→ **Exercise instructions**: Reproduce the material exactly, omitting nothing.

Stored entries:
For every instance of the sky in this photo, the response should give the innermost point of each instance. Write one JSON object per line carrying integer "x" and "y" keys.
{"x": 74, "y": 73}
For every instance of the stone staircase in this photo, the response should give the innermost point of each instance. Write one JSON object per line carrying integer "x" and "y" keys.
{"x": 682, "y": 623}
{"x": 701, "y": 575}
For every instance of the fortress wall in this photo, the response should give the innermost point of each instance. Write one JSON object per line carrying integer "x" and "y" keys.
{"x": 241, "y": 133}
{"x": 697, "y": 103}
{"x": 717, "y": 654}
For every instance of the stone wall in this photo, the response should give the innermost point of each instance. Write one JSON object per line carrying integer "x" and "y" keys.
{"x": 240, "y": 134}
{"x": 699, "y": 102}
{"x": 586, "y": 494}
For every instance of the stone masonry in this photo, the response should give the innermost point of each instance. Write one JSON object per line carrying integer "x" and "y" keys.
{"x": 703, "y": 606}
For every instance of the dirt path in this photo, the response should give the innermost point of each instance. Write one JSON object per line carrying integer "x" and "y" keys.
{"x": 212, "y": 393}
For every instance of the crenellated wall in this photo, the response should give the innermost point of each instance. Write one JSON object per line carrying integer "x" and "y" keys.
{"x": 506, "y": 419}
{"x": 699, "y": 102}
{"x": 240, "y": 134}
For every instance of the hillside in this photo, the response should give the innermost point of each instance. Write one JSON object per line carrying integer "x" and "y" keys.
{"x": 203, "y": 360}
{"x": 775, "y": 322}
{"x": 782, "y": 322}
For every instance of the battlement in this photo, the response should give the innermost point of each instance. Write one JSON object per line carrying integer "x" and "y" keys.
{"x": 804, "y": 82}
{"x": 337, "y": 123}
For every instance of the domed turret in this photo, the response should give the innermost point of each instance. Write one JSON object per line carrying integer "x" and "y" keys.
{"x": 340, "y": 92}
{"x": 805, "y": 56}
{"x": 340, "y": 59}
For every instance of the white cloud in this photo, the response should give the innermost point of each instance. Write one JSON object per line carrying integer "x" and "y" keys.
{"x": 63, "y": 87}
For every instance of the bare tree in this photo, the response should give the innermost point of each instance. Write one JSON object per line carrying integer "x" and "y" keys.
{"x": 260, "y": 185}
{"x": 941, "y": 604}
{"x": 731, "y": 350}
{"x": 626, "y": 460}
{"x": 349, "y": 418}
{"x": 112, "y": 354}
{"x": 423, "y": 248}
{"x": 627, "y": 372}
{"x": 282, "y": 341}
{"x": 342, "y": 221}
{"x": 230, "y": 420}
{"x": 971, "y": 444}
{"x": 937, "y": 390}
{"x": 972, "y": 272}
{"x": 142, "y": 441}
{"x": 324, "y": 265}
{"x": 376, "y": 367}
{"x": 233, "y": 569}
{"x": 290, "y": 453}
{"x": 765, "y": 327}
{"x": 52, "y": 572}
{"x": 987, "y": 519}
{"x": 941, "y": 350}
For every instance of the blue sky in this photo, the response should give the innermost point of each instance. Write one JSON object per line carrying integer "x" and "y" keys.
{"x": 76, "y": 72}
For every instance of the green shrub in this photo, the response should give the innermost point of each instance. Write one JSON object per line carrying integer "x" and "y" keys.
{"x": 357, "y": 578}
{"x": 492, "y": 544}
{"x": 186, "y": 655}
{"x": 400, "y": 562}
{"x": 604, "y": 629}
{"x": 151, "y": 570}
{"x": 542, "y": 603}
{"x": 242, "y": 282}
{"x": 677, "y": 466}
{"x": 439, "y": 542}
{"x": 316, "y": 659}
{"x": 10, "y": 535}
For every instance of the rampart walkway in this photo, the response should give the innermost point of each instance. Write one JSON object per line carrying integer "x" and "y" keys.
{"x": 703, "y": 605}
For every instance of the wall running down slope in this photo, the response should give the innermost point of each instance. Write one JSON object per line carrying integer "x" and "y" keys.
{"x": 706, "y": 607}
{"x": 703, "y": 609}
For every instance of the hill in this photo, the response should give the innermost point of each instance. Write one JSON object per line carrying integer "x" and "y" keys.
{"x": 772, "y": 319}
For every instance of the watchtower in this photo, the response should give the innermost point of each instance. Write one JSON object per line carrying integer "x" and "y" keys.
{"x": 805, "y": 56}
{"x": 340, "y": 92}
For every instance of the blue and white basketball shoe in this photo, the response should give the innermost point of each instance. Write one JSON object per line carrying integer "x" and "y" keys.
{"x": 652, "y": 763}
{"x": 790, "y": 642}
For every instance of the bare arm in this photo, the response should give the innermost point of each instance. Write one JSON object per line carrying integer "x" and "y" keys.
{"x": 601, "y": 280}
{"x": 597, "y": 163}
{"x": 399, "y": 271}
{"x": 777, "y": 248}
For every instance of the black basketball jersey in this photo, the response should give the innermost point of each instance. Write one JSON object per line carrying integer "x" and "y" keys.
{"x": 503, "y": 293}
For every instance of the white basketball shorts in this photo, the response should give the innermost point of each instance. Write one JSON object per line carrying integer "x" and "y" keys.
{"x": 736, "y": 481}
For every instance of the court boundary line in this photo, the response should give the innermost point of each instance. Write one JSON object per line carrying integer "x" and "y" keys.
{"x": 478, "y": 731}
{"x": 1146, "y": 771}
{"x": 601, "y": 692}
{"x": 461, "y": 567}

→ **Answer**:
For every instance of the sky in this photo, the response should give the innermost point of each instance. Write one JSON object per line carrying integer "x" and "y" keys.
{"x": 74, "y": 73}
For every instance of the stone staircase in this photo, the response should give the innermost point of each instance. Write one JSON object per line carrying integer "x" and "y" keys.
{"x": 682, "y": 623}
{"x": 701, "y": 575}
For every instance of the fortress wall in this photo, the response should give the innermost point of each instance. Write one JSON object per line carrying integer "x" and "y" keys.
{"x": 241, "y": 133}
{"x": 697, "y": 103}
{"x": 717, "y": 654}
For every instance of the stone wall in this photo, the response should give the innermost point of each instance. Write one JSON object per line carrying integer "x" and "y" keys.
{"x": 240, "y": 134}
{"x": 699, "y": 102}
{"x": 586, "y": 494}
For every instance of the stone masonry in this photo, the response should give the innermost point of each instance. Write one JSON object per line carrying integer "x" and "y" keys.
{"x": 703, "y": 606}
For every instance of the dirt path in this photo, the response should give the innermost point of each instance. Write one JSON object per line carrying integer "x" and "y" keys.
{"x": 212, "y": 393}
For every instance of the crenellated wall in this photo, the response should give the innermost point of each instance. Write one JSON object per line carrying integer "x" and "y" keys.
{"x": 506, "y": 419}
{"x": 699, "y": 102}
{"x": 240, "y": 134}
For every instance of the hillside in this photo, the response should give the innermost point of each instance. Write one JSON object per line carrying integer "x" and "y" keys.
{"x": 203, "y": 360}
{"x": 775, "y": 322}
{"x": 782, "y": 322}
For every instance of the battlement in this photo, the response should give the innermost point of each instance. Write one JSON object per line carrying integer "x" and "y" keys.
{"x": 804, "y": 82}
{"x": 337, "y": 123}
For every instance of the domed turret in this photo, the response should give the innermost point of each instance. Write one JSON object per line carrying integer "x" and "y" keys.
{"x": 340, "y": 92}
{"x": 805, "y": 56}
{"x": 340, "y": 59}
For every instance of the white cloud in this photo, the response should give the innermost point of each instance. Write one JSON object per line carrying integer "x" and "y" keys.
{"x": 63, "y": 87}
For every instance of the bare tree in this photo, the response should give the innermost point of each instance. Write one JSON object per line carrying integer "x" and "y" keys.
{"x": 260, "y": 185}
{"x": 941, "y": 604}
{"x": 731, "y": 350}
{"x": 626, "y": 460}
{"x": 349, "y": 418}
{"x": 112, "y": 354}
{"x": 423, "y": 248}
{"x": 627, "y": 372}
{"x": 282, "y": 341}
{"x": 342, "y": 221}
{"x": 230, "y": 420}
{"x": 971, "y": 444}
{"x": 937, "y": 390}
{"x": 972, "y": 272}
{"x": 142, "y": 441}
{"x": 324, "y": 265}
{"x": 376, "y": 367}
{"x": 233, "y": 569}
{"x": 290, "y": 453}
{"x": 765, "y": 327}
{"x": 52, "y": 572}
{"x": 987, "y": 519}
{"x": 941, "y": 350}
For every instance of the blue sky in this photo, the response should give the innermost point of each instance. Write one JSON object per line carrying integer "x" and "y" keys.
{"x": 76, "y": 72}
For every instance of the green shrub in this photo, the response should give the innermost point of each instance. Write one JSON object per line carrying integer "x" and "y" keys.
{"x": 357, "y": 578}
{"x": 492, "y": 544}
{"x": 186, "y": 655}
{"x": 400, "y": 562}
{"x": 604, "y": 629}
{"x": 151, "y": 570}
{"x": 542, "y": 603}
{"x": 242, "y": 282}
{"x": 677, "y": 466}
{"x": 439, "y": 542}
{"x": 316, "y": 659}
{"x": 10, "y": 535}
For every instance of the rampart walkway in this photo, the response should give the innermost point of each instance. Write one JSON object per line carrying integer "x" and "y" keys.
{"x": 703, "y": 605}
For every instance of the wall running down slope in this photo, the response should give the innermost point of each instance. Write one JSON object per line carrying integer "x" and "y" keys.
{"x": 706, "y": 607}
{"x": 703, "y": 609}
For every instance of the hill in this photo, the response should give the innermost point of each instance. Write one JSON object per line carrying integer "x" and "y" keys.
{"x": 772, "y": 319}
For every instance of the watchtower in this photo, the response should give the innermost point of each instance. Write one JSON object per line carrying integer "x" and "y" keys.
{"x": 805, "y": 56}
{"x": 340, "y": 92}
For every instance of the blue and white basketball shoe in this photo, the response should give the innermost point of each instance. Write one JSON object per line carrying integer "x" and "y" keys.
{"x": 652, "y": 763}
{"x": 790, "y": 642}
For every instance of the bare arm in this photo, the response should give the innermost point of each instance. Write one JSON object per line carrying integer "x" and "y" keys.
{"x": 601, "y": 280}
{"x": 597, "y": 163}
{"x": 399, "y": 271}
{"x": 777, "y": 248}
For every instance of the black basketball jersey in this photo, the response should give the innermost point of each instance. Write one JSON object per line carrying integer "x" and "y" keys.
{"x": 503, "y": 293}
For every instance of the white basketball shorts in this photo, the response should give the innermost point of each instance. Write one JSON object per line carrying integer "x" and "y" keys.
{"x": 736, "y": 481}
For every instance of the court boundary line in this photo, the response should give the innermost point of each instance. Write one JSON object per line carrying integer "x" and "y" keys.
{"x": 478, "y": 731}
{"x": 1146, "y": 771}
{"x": 601, "y": 692}
{"x": 461, "y": 567}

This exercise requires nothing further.